> **EXCERPT PROVIDED**
Weekend long read

On May 16th an article by the BBC’s Beirut-based correspondent Jim Muir appeared in the ‘Features’ section of the BBC News website’s Middle East page under the title “Sykes-Picot: The map that spawned a century of resentment“.Muir Sykes Picot

In his opening lines, Muir tells readers that:

“Reaching its centenary amidst a general chorus of vilification around the region, the legacy of the secret Sykes-Picot agreement of 1916 has never looked more under assault.”

However, just four paragraphs later he acknowledges that:

“In fact, virtually none of the Middle East’s present-day frontiers were actually delineated in the document concluded on 16 May 1916 by British and French diplomats Mark Sykes and Francois Georges-Picot.”

Muir’s overall messaging is clear:

“But the spirit of Sykes-Picot, dominated by the interests and ruthless ambitions of the two main competing colonial powers, prevailed during that process and through the coming decades, to the Suez crisis of 1956 and even beyond.

> **TASK LIST**
1. Translate this sentence from the Sykes-Picot article into Spanish: "Reaching its centenary amidst a general chorus of vilification around the region, the legacy of the secret Sykes-Picot agreement of 1916 has never looked more under assault."
2. Carry on writing the Sykes-Picot article from where it stops.
The material that comes next has nothing to do with the Sykes-Picot article.

> **SUPPLIED ENTRIES**
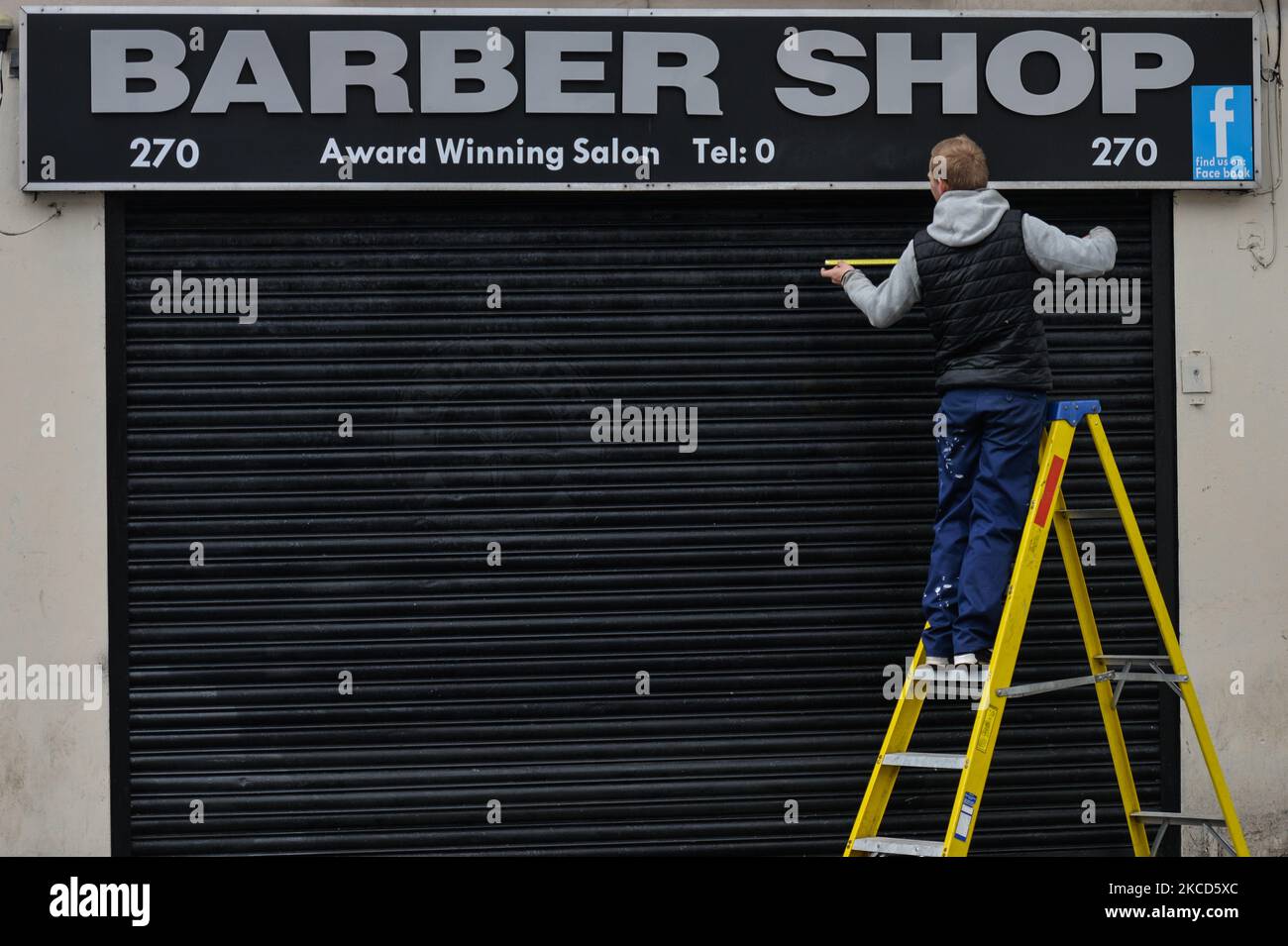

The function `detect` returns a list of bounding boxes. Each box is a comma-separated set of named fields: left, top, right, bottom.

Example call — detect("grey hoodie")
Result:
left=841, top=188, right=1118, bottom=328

==

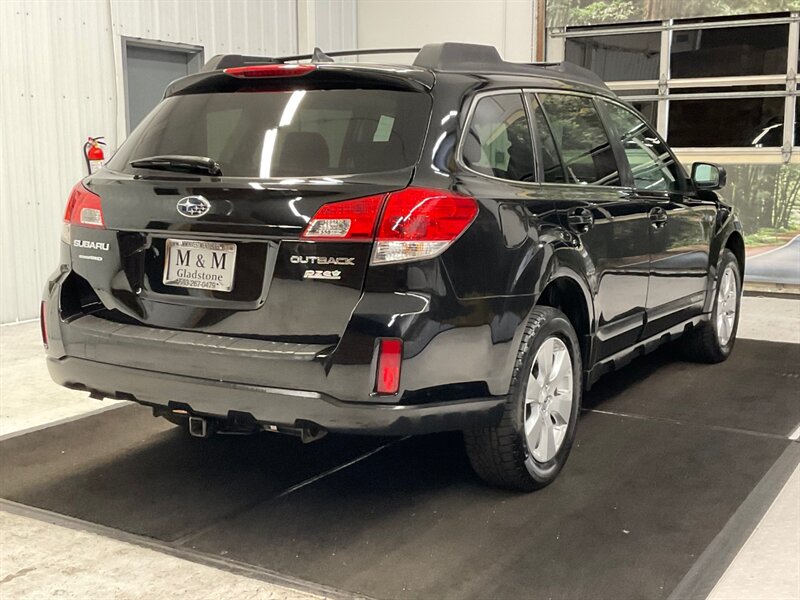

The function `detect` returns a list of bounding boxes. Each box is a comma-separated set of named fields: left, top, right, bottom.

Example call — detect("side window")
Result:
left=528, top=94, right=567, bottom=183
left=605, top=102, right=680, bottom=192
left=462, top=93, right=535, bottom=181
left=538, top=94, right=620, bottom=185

> **RESULTS FOR THE EXERCISE**
1. Al cumplir su centenario en medio de un coro generalizado de vilipendio en toda la región, el legado del acuerdo secreto Sykes-Picot de 1916 nunca ha parecido tan atacado.

2.
Because it inaugurated that era, and epitomised the concept of clandestine colonial carve-ups, Sykes-Picot has become the label for the whole era in which outside powers imposed their will, drew borders and installed client local leaderships, playing divide-and-rule with the “natives”, and beggar-my-neighbour with their colonial rivals.”

And his closing lines reveal a typically simplistic take on the Hussein-McMahon Correspondence, a no less quintessential attempt to portray the Arab-Israeli conflict as being at the centre of all regional conflicts and the implication that the Balfour Declaration is disconnected from the topic of self-determination for peoples indigenous to the Middle East.

“The Sykes-Picot agreement conflicted directly with pledges of freedom given by the British to the Arabs in exchange for their support against the collapsing Ottomans.

It also collided with the vision of the US President Woodrow Wilson, who preached self-determination for the peoples subjugated by the Ottoman Empire.

His foreign policy adviser Edward House was later informed of the agreement by UK Foreign Secretary Arthur Balfour, who 18 months on was to put his name to a declaration which was to have an even more fateful impact on the region.

House wrote: “It is all bad and I told Balfour so. They are making it a breeding place for future war.””

Some rather less predictable commentary on the Sykes-Picot Agreement has also appeared in the media this week, including an interesting column from the Financial Times’ foreign editor Roula Khalaf titled “An inconvenient truth for the Middle East and a line in the sand“.

“This week it is a century since Sir Mark Sykes and François Georges-Picot drew that “line in the sand”. It is, therefore, an opportune time for more fervent debate.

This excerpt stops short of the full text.